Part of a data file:
= = = = =

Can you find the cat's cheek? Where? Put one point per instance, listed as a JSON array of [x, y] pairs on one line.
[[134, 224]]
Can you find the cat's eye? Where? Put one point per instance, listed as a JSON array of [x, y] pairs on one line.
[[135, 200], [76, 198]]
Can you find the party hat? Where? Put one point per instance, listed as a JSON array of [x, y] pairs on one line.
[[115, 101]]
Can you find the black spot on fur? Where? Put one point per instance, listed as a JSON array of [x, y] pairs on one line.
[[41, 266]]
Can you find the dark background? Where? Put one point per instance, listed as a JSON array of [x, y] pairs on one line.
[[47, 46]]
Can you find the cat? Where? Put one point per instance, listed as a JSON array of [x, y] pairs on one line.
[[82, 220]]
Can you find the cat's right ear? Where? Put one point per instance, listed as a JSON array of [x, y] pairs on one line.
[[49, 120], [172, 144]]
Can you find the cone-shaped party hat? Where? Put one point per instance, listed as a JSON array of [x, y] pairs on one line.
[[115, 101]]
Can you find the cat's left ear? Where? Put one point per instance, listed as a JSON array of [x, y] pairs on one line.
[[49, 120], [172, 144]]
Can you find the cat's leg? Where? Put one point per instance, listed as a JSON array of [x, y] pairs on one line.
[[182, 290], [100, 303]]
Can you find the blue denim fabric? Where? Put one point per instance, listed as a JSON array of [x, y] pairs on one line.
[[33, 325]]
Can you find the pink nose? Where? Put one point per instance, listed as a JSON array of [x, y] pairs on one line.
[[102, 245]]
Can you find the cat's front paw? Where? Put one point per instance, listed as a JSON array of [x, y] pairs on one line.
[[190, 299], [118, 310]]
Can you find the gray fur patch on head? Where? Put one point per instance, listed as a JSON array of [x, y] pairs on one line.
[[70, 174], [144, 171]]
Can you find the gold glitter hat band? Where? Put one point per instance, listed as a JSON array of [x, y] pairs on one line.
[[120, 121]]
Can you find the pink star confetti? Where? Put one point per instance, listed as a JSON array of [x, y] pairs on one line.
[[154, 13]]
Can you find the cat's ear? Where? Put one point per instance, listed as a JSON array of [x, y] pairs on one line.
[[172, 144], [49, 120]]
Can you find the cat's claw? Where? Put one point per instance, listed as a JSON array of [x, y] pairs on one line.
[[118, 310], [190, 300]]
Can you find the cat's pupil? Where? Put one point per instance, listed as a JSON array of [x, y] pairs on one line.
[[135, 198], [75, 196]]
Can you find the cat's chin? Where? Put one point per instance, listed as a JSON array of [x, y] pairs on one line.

= = = = =

Copy all of the records above, keeping every line unchanged.

> _Solution for this exercise_
Can you find the cat's cheek? Where? Put one point per instance, listed as a JSON array of [x, y] pairs on one line.
[[134, 224]]
Can you find the cat's eye? Where? Put one point per instance, listed as a JSON array of [x, y] pairs on one line.
[[135, 200], [76, 198]]
Can you find the party hat? Where? Put one point per instance, listed as a JSON array of [x, y] pairs on one line.
[[115, 101]]
Can you find the black spot on fur? Where? Put one point per instance, listed as a JSON array of [x, y] pairs on one line.
[[41, 266]]
Can you find the dark background? Where? Put one point per instance, listed as a JSON array of [x, y] pairs on one line.
[[47, 46]]
Can you find the cat? Where? Put one point per instance, listed as a JSON array of [x, y] pairs on one line.
[[82, 220]]
Can you find the cat's right ear? Where? Put one point per instance, listed as a JSON array of [x, y] pairs on one line.
[[49, 120], [172, 144]]
Can you find the cone-shaped party hat? Where? Put one point per instance, listed as a JSON array of [x, y] pairs on one line.
[[115, 101]]
Can you find the cat's left ear? Where? Put one point per instance, listed as a JSON array of [x, y] pairs on one line.
[[49, 120], [172, 144]]
Can you find the cat's leg? Where? Put one point per instance, listed as a JSON array of [x, y] pairs on one line.
[[182, 290], [100, 303]]
Can you find the blue denim fabric? Where? Put one point per instance, listed as a JSON array of [x, y] pairs on one line.
[[33, 325]]
Can you find the pink nose? Where? Put one point per instance, listed as a JSON array of [x, y] pairs on one line.
[[102, 245]]
Can you find the cat's front paw? Where? Put one point per instance, listed as a JSON array of [x, y] pairs on one line.
[[190, 299], [118, 310]]
Can you find the gray fur patch on head? Where? Put one point per instance, listed as a JSON array of [x, y] pairs on one line.
[[70, 174], [144, 171]]
Can you find the gold glitter hat band? Where? Put one point per instance, listed as a JSON array of [x, y] pairs on one line.
[[120, 121]]
Can you find the pink star confetti? Where? Put one point per instance, listed as a JSON array of [x, y] pairs on one line.
[[154, 13]]
Can you find the cat's ear? Where? Put one point per instance, listed as a JSON array of [x, y] pairs on one line.
[[172, 144], [49, 120]]
Can you find the cat's claw? Where? Put one point per instance, listed as a JSON array of [x, y] pairs on one line.
[[118, 310], [190, 300]]
Can you find the cat's pupil? Where? Put one point per instance, listed as a JSON array of [x, y] pairs on one line.
[[135, 198], [75, 196]]
Can you find the cat's chin? Where? Put one point per instance, listed as a JSON array of [x, y] pairs on one line.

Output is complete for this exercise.